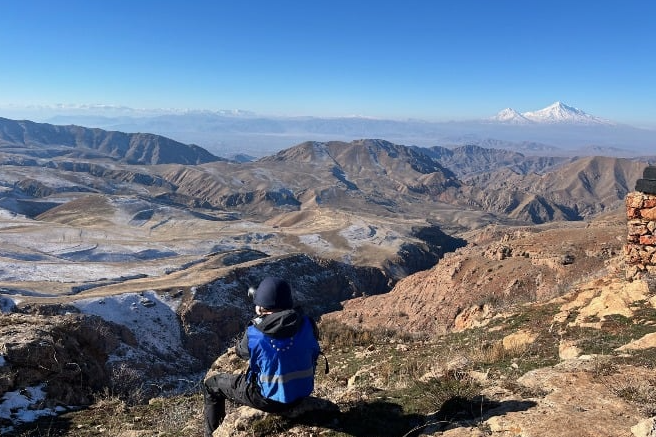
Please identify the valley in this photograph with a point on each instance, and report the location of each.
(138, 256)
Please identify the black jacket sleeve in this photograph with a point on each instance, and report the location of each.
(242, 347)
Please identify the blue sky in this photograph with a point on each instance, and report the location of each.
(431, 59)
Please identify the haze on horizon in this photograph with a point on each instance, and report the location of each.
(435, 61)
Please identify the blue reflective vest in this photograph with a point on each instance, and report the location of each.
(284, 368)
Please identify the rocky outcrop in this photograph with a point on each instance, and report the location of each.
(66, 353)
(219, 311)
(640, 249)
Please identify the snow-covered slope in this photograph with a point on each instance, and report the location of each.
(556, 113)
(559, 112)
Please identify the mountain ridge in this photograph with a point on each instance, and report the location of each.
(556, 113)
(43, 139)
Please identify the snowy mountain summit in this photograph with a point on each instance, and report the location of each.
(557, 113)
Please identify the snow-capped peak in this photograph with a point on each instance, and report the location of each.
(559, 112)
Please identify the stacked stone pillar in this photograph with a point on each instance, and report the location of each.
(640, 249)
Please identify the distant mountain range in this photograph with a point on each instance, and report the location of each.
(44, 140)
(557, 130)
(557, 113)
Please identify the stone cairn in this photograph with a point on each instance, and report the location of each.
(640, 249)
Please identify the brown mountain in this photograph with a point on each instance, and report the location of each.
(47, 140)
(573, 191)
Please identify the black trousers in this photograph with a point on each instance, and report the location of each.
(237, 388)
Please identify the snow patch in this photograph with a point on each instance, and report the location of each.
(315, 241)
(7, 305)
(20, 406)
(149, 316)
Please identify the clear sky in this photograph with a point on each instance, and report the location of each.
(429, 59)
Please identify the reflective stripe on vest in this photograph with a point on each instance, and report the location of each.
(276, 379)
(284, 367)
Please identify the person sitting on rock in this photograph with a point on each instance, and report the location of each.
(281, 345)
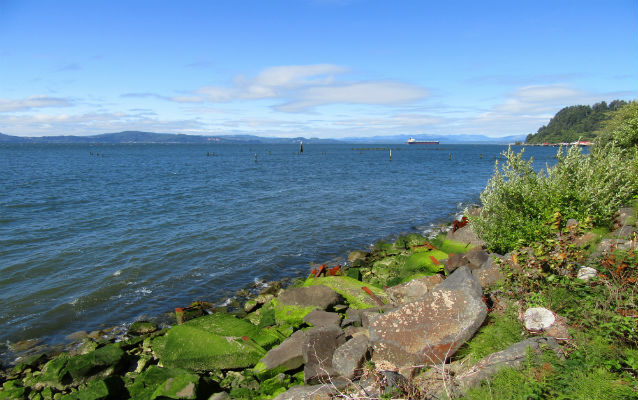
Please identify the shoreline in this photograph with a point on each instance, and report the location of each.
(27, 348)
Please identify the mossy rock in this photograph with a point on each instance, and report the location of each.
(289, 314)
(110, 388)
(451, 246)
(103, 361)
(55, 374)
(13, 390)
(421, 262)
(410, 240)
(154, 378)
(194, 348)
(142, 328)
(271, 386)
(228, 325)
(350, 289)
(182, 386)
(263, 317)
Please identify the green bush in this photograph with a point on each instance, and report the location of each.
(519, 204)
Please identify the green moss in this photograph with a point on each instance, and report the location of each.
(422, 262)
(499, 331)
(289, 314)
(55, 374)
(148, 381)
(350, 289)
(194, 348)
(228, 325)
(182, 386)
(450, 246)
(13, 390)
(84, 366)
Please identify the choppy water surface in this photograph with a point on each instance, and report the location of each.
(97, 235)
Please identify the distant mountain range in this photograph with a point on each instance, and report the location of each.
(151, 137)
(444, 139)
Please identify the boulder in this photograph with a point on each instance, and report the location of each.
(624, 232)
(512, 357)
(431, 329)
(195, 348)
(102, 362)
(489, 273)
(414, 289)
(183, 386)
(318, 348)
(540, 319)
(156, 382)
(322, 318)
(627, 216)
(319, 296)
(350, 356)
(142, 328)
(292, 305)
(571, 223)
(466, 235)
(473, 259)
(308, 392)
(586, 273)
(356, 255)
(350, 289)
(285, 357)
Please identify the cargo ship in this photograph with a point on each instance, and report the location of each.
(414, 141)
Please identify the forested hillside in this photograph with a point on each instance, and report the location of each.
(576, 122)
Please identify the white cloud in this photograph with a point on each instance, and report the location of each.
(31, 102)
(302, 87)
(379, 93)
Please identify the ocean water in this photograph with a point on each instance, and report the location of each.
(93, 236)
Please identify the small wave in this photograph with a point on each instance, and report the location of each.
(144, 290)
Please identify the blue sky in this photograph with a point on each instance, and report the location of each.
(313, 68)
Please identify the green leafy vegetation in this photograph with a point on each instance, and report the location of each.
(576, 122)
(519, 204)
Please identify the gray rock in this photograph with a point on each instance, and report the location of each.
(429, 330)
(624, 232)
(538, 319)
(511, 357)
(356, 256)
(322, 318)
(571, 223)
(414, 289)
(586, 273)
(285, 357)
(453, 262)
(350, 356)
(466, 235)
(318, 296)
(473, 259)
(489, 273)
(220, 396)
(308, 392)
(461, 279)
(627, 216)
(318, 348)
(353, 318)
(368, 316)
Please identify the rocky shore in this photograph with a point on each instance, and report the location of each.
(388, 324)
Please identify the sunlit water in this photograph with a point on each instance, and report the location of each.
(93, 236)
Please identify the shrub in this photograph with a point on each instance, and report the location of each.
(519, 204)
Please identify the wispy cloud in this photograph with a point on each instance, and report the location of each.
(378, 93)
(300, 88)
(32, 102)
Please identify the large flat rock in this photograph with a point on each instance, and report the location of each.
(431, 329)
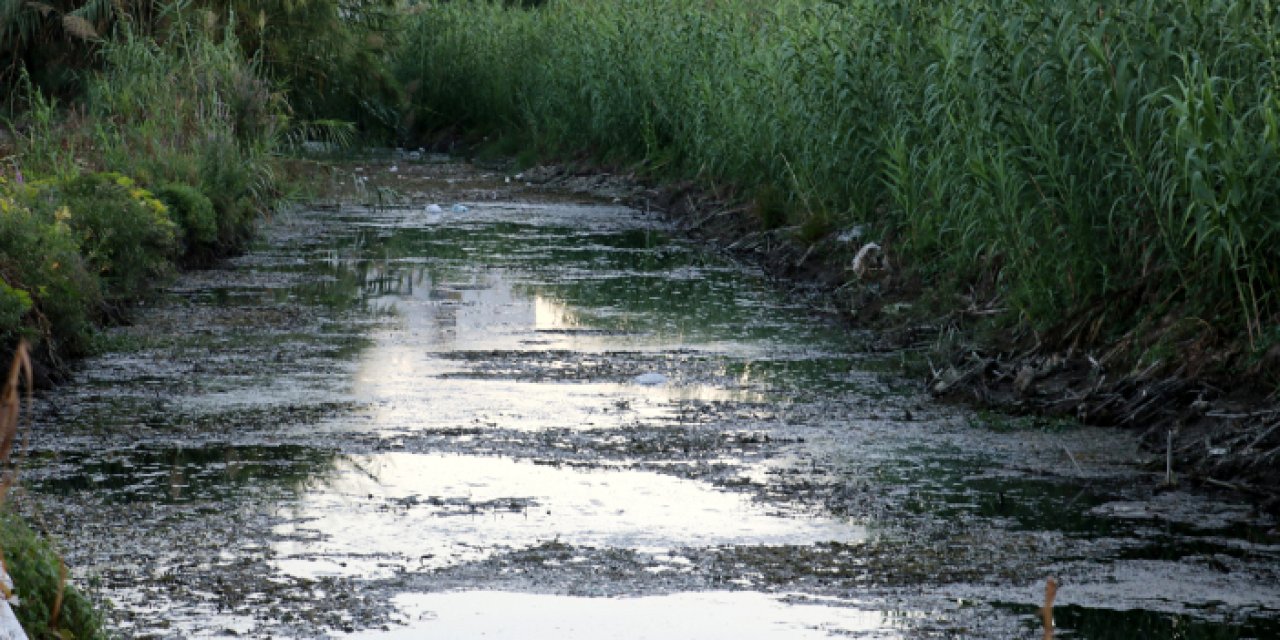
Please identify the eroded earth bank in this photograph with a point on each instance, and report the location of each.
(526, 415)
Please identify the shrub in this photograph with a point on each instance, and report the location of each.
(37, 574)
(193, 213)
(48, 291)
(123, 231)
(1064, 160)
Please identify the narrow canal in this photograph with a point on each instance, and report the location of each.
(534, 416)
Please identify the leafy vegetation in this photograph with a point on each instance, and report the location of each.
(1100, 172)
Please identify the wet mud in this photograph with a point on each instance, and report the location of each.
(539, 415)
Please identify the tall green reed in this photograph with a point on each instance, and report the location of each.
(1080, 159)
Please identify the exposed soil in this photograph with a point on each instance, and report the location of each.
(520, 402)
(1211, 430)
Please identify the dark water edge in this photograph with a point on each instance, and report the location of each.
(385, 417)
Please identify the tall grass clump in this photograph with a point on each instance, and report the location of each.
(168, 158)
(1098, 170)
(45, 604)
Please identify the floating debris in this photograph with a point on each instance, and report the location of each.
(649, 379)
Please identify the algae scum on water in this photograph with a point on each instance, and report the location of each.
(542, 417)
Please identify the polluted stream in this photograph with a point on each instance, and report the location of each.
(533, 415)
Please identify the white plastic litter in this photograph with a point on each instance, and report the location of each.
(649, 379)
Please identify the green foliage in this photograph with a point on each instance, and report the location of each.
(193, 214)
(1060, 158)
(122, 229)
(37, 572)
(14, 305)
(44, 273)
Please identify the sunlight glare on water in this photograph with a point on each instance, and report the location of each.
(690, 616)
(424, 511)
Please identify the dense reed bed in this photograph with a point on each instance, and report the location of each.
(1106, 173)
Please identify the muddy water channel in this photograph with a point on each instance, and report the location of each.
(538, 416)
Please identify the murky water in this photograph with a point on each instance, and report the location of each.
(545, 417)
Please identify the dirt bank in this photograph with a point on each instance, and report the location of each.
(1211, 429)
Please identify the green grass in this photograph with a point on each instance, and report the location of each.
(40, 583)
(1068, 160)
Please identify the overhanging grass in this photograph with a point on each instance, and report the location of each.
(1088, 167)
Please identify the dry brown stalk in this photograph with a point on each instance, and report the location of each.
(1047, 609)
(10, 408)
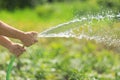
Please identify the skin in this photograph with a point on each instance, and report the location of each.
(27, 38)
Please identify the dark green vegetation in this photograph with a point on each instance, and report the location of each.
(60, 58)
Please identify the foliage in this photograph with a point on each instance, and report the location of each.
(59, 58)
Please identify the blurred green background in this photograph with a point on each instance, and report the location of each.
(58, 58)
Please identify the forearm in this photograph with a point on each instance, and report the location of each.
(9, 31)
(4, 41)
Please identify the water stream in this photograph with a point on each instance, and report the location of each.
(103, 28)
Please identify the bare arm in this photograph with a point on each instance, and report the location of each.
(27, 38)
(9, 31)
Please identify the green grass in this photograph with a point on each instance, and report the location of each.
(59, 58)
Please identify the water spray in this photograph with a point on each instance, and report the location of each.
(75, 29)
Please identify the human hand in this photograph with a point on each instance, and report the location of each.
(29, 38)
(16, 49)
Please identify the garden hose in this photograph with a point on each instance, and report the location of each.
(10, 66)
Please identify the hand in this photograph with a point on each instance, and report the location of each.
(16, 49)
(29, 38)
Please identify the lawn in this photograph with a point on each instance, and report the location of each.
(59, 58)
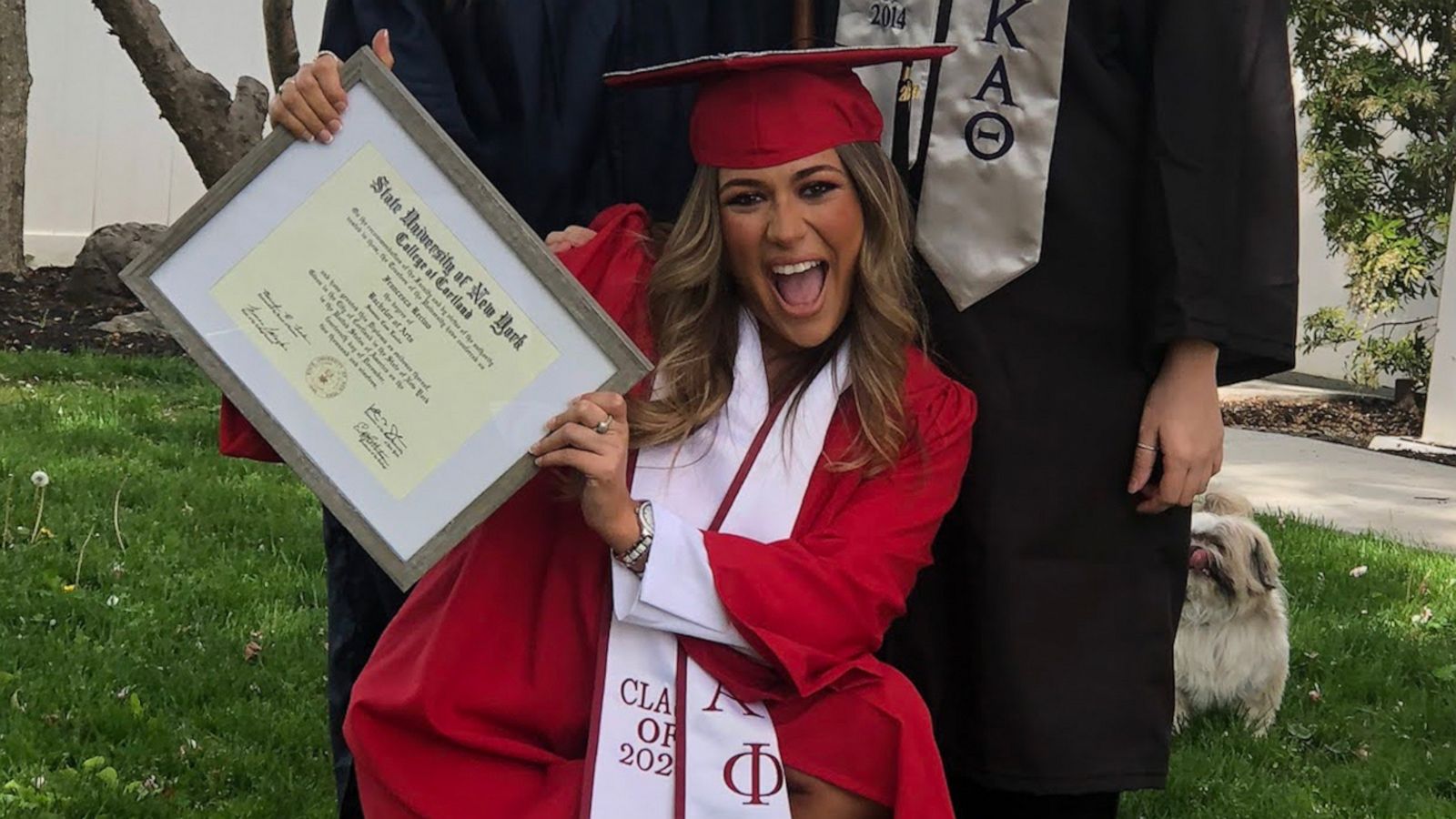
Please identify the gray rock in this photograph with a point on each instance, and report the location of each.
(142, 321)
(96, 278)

******************************

What the task requires => All lines from the one holding "Please identify the human" through the last line of the entries, and nothing else, are to be output exactly; leave out the pictures.

Worked answer =>
Please identify the human hand in this photograph with a point on each instance, and report the location of each.
(29, 38)
(16, 49)
Please identify the garden hose in this photograph with a point on each instance, and report the location of each.
(10, 66)
Please identify the hand in this photograph with a point on each instance, and report the location of each.
(16, 49)
(29, 38)
Please identify the lawn in this photograph with a point on each instance, and report the location of each.
(59, 58)
Please identify the gray rock in this photograph with a point on each instance, and report the location of each.
(142, 321)
(96, 278)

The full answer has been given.